## BEGIN DOCUMENT TEXT
Lynne Baab • Tuesday June 25 2024

Praying about Jesus’s miracles: Touching the fringe of his cloak

Ten years ago this week, I wrote the first post on this blog. I’m praising God for this cool anniversary. Today, I’ll begin with some reflections about blog writing and then get to some miracles that I had never noticed before, described briefly by Mark and Matthew.

In 2014, my website had been in existence for about a decade. I viewed it as a place to promote my books and make articles that I’d written for magazines available. I got the idea of having a blog on my website to further promote my books, so I hired a wonderful web designer (Blair Hughson at Coredev). On June 26, 2014, I uploaded that first blog post focused on breath prayer.

I have written one post almost every week for ten years. Sometimes, when my schedule was heavy, I took material from the two out-of-print books I’ve written for which I have the copyright. Some of those series from my books focused on Celtic spirituality, the Benedictine tradition, worshipping God the creator, and initiative in friendship. I’ve also written on various topics related to Christian spirituality and discipleship. Every week, I feel God giving me words for my blog post. Every few months, I feel God giving me an idea for a series of posts.

In 2021, I wrote a long series of posts on Holy Spirit disruptions. Before that, around half of my posts focused on prayer. After that series, all my posts have focused on prayer. When I talk about my blog these days, I say that I blog every week about prayer. God has guided me into a new focus that is shaping my life in satisfying ways. The blog has become a ministry of its own, not primarily a place to promote my books. (That’s why I set up a Patreon page to reflect my awareness that this blog and my whole website are a ministry.)

My weekly blog posts give me joy in several areas. I take huge delight in my sense of partnership with God, who really does give me words week after week. I love hearing from readers that I am helping them pray in new ways. I also love how much I learn from researching and writing about the topics the Holy Spirit guides me into.

Each week, I’ve been consulting an online list of Jesus’s miracles to consider which miracle to write about next. (I am increasingly aware that it would have been good to write about Jesus’s miracles in chronological order rather than plucking them out of the flow of the Gospels. I thought the series would be pretty short, but I keep getting nudges to discuss another miracle.)

This morning, I consulted the list of miracles, and this entry jumped out at me: Jesus Heals Many Sick in Gennesaret as They Touch His Garment. What? I know that the woman in the crowd on the way to Jairus’s house touched Jesus’s garment, but others did, too? How did I miss this?
## END DOCUMENT TEXT
## BEGIN RECORDS FOR THE EXERCISE
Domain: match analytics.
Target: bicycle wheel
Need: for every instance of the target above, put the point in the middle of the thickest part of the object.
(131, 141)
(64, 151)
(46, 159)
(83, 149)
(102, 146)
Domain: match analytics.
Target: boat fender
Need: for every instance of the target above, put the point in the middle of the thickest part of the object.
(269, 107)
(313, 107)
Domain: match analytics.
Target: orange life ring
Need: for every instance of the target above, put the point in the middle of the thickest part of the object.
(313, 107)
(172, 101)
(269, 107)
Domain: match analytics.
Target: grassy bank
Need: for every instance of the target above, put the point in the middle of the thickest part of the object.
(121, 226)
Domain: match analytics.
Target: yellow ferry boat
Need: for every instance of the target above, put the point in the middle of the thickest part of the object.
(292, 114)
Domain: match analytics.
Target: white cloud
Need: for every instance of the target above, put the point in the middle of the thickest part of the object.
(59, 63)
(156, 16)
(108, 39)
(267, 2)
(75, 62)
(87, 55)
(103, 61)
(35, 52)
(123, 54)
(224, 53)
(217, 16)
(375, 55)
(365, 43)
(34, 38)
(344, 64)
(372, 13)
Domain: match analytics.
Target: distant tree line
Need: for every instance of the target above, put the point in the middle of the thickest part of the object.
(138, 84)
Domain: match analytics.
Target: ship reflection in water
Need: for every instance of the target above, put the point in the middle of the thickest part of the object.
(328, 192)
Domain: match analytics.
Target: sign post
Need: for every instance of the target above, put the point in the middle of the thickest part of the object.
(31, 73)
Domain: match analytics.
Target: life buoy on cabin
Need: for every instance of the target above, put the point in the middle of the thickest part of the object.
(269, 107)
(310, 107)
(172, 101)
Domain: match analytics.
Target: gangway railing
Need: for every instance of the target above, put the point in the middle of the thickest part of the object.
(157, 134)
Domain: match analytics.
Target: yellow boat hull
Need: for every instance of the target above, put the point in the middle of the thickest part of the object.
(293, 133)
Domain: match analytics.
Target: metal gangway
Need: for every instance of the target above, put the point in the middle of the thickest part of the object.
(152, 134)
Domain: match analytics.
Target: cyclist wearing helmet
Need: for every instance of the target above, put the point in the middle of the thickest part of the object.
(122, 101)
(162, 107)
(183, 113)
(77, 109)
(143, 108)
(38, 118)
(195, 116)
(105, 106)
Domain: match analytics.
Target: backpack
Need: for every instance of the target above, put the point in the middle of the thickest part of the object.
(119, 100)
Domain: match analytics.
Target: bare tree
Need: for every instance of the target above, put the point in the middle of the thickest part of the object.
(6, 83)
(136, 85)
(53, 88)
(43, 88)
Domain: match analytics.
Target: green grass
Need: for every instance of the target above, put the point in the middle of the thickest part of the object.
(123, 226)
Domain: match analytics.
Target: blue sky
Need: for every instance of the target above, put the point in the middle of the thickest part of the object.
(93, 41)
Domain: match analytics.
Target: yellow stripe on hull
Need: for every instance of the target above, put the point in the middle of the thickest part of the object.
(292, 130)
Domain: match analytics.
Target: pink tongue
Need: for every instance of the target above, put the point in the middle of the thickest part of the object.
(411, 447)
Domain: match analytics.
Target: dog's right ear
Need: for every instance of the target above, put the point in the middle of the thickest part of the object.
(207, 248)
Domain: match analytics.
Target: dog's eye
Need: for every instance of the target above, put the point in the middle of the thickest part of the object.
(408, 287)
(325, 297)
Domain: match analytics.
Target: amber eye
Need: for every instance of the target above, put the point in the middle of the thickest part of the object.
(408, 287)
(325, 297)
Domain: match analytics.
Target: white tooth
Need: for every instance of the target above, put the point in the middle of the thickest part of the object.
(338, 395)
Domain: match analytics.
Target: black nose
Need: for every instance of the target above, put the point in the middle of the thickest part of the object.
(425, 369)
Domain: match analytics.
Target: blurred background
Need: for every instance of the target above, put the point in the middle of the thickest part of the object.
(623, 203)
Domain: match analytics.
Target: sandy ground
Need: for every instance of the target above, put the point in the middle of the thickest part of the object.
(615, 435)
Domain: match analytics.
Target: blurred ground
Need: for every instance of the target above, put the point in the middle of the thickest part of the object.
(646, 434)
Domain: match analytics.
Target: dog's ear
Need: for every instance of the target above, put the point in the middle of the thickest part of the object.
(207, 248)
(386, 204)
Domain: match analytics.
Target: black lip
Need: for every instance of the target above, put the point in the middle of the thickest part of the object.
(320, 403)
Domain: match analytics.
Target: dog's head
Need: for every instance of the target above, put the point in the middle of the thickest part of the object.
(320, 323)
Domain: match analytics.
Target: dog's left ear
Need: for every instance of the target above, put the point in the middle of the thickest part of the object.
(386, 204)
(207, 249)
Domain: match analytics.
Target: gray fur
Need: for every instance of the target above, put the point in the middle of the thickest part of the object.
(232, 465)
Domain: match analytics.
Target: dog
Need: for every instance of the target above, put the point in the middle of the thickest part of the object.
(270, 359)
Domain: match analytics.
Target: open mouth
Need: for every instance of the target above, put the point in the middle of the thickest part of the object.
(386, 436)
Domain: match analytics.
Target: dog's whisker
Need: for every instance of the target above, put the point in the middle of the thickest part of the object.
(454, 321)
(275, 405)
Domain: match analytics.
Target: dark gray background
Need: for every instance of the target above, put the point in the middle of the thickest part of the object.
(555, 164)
## END RECORDS FOR THE EXERCISE
* WORK TO DO
- a) Translate this sentence from the blog post on praying about Jesus's miracles into Spanish: "I have written one post almost every week for ten years."
- b) Report how many lines of the entries contain the string "blurred". Give the number only.

* FINAL RESULTS
- a) He escrito una publicación casi todas las semanas durante diez años.

- b) 2